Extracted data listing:
----
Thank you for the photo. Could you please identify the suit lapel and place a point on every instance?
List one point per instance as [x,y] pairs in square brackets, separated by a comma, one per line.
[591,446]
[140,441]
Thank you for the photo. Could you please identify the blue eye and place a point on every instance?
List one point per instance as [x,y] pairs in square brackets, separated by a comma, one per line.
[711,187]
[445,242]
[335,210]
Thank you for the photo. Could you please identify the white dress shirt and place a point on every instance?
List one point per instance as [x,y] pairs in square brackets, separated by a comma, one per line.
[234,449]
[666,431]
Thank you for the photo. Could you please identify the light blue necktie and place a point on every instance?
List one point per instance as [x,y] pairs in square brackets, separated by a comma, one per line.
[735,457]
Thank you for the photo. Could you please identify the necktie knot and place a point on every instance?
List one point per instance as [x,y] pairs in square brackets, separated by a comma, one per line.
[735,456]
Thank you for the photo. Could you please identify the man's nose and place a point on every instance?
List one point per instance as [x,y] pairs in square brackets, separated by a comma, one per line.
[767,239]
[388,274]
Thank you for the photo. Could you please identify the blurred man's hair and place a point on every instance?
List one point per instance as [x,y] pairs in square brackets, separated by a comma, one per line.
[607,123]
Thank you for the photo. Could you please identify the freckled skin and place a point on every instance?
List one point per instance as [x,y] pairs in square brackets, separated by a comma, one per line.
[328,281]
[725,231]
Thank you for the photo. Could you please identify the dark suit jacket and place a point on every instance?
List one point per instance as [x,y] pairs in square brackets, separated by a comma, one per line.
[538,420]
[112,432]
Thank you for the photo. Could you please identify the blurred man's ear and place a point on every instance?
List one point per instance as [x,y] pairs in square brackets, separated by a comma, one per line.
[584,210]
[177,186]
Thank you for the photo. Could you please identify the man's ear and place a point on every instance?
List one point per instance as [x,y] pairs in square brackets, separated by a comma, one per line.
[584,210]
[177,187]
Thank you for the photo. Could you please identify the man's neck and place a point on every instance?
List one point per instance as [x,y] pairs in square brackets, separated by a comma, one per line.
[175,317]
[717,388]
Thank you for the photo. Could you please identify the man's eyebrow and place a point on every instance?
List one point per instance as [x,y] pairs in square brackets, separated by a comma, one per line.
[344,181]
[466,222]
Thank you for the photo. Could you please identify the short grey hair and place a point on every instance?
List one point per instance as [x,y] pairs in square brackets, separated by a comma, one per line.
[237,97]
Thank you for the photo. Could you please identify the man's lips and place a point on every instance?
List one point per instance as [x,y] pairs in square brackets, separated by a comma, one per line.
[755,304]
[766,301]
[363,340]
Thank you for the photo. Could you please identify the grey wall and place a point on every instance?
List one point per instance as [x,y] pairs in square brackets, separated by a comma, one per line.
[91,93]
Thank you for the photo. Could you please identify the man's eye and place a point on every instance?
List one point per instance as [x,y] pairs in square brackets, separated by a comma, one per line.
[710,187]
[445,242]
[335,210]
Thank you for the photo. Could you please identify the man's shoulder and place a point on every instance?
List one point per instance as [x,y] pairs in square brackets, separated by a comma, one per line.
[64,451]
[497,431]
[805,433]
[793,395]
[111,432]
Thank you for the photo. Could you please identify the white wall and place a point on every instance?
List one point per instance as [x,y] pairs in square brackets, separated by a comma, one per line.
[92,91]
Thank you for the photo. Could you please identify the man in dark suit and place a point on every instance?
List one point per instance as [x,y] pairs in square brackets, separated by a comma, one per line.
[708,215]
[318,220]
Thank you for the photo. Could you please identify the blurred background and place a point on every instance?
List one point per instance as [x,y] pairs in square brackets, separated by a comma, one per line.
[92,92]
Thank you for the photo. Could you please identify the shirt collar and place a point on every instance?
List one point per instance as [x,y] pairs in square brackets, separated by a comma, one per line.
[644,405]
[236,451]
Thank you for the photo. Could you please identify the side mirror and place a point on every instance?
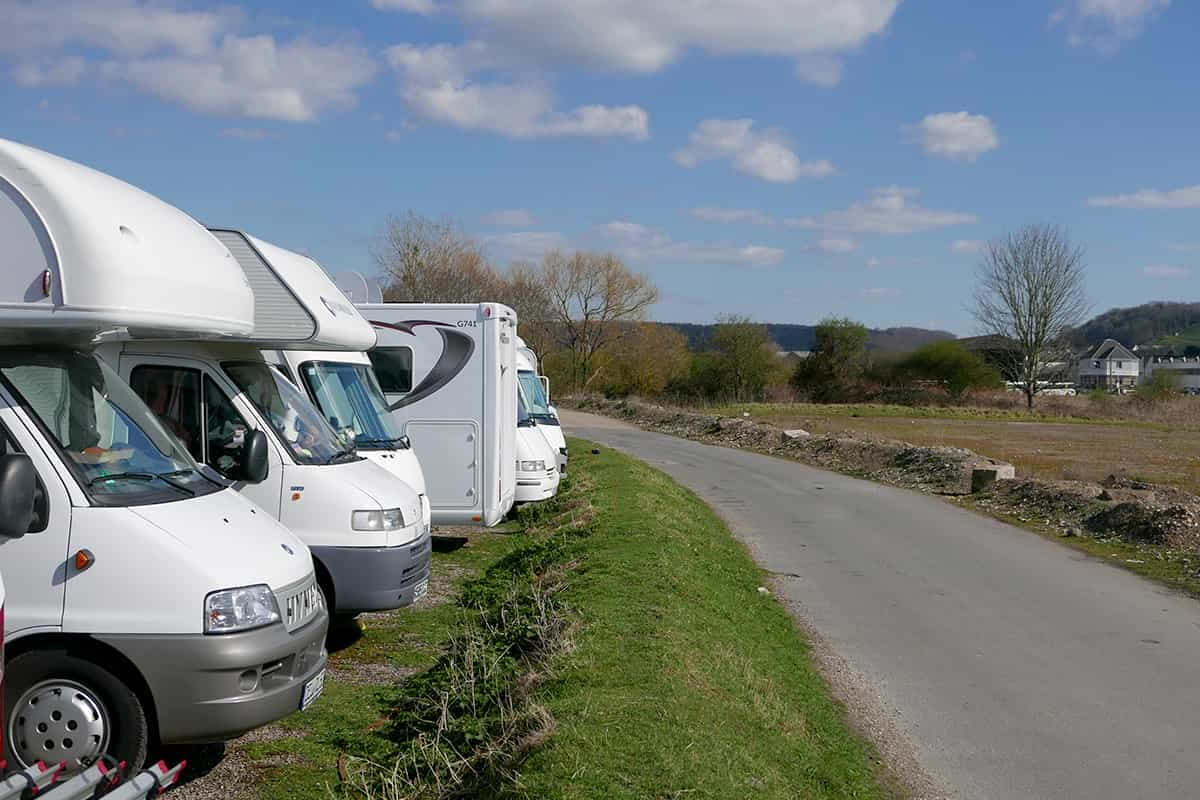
----
> _THE TASK_:
Pull out each line of the listing that contains the string "wall", matching case exactly, and copy those lines.

> _TASK RESULT_:
Thank you for the photo. Could you please identify the grey wall and place a point on every instance?
Thank you for the photo. Could you please identify the white wall and place a point on every instance?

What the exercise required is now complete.